*Stated exercise*:
Copy the listing verbatim from its first line up to and including the line that contains "x=69, y=217".

*Entries shown*:

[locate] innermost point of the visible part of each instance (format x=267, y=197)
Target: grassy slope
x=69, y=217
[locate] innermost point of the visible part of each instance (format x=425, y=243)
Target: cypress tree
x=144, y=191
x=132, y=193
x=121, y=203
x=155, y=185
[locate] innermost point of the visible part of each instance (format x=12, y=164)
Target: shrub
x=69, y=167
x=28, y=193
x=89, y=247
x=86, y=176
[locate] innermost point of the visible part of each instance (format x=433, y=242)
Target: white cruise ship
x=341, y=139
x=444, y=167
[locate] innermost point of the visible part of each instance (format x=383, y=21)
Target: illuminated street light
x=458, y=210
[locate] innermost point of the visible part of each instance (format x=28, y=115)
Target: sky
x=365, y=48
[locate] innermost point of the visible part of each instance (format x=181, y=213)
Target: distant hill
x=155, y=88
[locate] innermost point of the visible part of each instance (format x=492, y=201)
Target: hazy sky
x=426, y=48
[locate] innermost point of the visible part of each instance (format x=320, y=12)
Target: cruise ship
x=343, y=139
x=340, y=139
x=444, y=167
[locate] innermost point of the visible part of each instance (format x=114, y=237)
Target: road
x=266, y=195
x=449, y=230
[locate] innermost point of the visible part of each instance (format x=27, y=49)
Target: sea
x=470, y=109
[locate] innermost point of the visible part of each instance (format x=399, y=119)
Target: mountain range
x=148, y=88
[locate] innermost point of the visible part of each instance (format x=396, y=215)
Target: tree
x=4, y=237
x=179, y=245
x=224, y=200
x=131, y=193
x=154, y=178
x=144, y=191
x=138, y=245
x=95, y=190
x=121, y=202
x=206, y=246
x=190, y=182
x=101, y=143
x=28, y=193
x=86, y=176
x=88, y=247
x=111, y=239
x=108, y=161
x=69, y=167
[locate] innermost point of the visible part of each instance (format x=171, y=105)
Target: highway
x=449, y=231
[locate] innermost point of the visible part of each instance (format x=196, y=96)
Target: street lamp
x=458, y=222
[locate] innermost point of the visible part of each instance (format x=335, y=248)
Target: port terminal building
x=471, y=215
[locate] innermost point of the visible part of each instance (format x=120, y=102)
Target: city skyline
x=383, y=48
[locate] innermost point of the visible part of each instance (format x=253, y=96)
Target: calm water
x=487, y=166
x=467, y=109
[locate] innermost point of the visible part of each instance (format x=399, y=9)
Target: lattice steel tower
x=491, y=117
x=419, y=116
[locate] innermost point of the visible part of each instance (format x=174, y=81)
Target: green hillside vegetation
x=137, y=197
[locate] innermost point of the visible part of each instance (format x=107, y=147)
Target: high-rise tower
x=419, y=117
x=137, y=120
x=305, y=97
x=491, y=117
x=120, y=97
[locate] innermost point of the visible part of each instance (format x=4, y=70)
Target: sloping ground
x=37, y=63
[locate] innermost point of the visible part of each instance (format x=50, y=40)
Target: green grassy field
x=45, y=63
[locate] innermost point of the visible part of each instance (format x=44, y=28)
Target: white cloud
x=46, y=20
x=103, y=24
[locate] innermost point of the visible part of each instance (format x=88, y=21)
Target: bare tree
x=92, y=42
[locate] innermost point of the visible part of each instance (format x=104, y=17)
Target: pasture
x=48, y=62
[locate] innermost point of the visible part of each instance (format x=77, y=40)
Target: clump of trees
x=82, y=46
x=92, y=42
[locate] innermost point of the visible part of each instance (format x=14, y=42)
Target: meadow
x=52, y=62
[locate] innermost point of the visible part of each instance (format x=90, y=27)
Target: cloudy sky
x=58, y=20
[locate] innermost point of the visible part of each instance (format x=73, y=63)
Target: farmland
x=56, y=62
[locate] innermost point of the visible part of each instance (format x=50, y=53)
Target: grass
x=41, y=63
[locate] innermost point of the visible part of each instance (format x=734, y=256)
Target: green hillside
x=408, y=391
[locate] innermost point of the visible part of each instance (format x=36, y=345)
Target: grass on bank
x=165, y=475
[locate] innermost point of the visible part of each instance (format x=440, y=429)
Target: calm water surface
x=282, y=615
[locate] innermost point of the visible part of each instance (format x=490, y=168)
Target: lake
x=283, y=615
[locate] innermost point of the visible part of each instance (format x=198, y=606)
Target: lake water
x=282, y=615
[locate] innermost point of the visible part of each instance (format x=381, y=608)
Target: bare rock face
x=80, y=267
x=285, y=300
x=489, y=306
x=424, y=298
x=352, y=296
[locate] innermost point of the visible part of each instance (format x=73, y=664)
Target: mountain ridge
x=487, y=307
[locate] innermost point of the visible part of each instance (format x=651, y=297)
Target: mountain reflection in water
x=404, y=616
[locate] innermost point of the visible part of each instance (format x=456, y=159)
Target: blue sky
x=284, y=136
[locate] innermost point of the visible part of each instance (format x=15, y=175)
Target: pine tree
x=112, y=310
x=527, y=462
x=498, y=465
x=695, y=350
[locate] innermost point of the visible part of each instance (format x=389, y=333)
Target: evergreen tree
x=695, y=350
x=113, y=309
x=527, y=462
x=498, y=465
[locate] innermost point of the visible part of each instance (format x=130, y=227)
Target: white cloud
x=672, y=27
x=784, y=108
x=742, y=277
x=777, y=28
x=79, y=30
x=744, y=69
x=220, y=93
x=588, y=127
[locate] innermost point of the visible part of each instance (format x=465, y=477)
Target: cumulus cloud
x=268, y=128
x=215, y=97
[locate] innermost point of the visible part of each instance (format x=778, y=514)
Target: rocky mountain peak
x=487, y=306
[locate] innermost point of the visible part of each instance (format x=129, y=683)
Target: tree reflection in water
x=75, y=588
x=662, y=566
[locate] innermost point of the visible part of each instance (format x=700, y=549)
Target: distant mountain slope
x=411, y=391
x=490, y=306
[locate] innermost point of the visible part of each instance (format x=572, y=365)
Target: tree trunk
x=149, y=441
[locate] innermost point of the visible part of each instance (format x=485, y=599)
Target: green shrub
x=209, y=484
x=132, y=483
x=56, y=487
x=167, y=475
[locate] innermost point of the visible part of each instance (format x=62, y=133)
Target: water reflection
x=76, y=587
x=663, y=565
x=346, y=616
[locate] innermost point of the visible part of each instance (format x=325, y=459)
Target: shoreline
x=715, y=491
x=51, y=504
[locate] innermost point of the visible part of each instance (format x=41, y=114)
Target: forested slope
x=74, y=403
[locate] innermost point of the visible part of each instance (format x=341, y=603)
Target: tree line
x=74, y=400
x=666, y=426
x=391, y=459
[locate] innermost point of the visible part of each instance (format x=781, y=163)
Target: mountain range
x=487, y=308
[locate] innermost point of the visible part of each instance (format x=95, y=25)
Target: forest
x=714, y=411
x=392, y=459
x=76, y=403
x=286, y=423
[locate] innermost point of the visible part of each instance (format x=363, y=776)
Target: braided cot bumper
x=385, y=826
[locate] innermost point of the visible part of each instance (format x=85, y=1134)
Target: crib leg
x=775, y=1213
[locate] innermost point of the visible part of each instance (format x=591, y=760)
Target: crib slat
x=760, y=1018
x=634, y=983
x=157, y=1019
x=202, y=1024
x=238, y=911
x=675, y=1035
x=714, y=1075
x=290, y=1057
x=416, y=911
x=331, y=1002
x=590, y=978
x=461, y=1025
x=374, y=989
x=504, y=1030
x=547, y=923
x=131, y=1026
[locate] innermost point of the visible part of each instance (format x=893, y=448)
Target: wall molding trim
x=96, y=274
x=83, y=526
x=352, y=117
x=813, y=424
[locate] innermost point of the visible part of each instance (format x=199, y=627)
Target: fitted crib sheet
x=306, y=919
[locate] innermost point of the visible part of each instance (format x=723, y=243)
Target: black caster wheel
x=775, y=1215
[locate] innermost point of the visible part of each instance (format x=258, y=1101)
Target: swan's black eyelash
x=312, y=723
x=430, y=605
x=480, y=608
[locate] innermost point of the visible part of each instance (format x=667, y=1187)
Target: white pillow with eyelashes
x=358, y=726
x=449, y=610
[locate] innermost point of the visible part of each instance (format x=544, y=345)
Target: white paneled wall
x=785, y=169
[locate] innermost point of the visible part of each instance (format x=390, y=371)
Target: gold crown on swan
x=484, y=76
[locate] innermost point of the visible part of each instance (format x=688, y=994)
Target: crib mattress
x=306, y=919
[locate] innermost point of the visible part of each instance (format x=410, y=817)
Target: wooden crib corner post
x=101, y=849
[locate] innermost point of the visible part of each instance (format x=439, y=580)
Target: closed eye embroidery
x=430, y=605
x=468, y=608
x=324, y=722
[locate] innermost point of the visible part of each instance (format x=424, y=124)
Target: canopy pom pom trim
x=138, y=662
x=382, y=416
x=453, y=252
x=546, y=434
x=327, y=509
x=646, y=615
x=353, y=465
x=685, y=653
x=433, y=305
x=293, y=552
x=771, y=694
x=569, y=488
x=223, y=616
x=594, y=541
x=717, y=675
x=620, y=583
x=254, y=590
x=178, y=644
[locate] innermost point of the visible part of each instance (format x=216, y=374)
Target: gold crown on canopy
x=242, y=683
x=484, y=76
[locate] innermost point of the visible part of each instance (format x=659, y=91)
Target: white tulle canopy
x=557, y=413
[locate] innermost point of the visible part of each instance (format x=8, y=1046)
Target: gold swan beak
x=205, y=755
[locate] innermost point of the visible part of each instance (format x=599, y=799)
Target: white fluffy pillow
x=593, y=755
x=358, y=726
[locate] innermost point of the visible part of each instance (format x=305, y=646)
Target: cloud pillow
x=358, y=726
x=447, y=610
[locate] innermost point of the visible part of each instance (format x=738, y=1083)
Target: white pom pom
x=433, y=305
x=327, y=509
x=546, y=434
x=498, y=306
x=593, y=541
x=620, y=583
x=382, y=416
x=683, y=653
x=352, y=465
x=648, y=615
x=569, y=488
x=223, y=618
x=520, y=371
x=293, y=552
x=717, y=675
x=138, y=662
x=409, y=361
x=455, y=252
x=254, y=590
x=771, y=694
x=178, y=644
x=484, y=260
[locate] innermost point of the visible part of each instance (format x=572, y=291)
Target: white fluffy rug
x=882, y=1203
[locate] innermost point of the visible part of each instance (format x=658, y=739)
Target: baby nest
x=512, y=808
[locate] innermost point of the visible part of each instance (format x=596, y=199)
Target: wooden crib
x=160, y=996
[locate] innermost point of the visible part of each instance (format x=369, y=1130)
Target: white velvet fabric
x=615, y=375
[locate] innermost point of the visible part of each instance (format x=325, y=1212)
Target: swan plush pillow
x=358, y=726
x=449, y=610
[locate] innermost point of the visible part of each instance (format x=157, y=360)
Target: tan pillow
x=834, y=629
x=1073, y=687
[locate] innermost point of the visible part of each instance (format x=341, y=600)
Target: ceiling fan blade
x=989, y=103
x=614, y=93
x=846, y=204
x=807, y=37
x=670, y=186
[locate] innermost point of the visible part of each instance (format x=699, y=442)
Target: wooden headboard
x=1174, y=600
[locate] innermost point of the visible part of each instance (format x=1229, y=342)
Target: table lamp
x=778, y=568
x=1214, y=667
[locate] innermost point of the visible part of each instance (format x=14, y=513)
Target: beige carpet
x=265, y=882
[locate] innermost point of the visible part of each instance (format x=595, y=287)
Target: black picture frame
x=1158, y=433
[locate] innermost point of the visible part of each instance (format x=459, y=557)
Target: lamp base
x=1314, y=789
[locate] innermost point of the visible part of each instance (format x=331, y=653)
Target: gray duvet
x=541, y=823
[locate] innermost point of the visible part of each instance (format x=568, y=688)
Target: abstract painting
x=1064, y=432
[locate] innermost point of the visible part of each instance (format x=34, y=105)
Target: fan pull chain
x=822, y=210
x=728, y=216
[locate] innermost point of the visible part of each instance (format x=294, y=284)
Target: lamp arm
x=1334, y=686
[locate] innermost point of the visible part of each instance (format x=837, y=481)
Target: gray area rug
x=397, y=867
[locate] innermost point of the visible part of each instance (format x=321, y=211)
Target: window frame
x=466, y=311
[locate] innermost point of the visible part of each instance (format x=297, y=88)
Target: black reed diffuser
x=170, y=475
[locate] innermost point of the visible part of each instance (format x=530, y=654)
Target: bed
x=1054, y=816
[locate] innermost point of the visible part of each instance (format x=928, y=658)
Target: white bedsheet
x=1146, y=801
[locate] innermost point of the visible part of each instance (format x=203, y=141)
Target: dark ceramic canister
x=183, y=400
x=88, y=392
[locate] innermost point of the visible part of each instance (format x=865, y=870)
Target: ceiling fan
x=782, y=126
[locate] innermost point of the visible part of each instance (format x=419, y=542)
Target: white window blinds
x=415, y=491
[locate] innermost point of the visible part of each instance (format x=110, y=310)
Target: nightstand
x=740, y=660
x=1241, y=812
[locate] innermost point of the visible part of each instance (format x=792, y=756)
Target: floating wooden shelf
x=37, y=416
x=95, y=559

*Solution to this problem*:
[locate] innermost point of the visible part of each instance (format x=267, y=197)
Target: grassy slope
x=69, y=217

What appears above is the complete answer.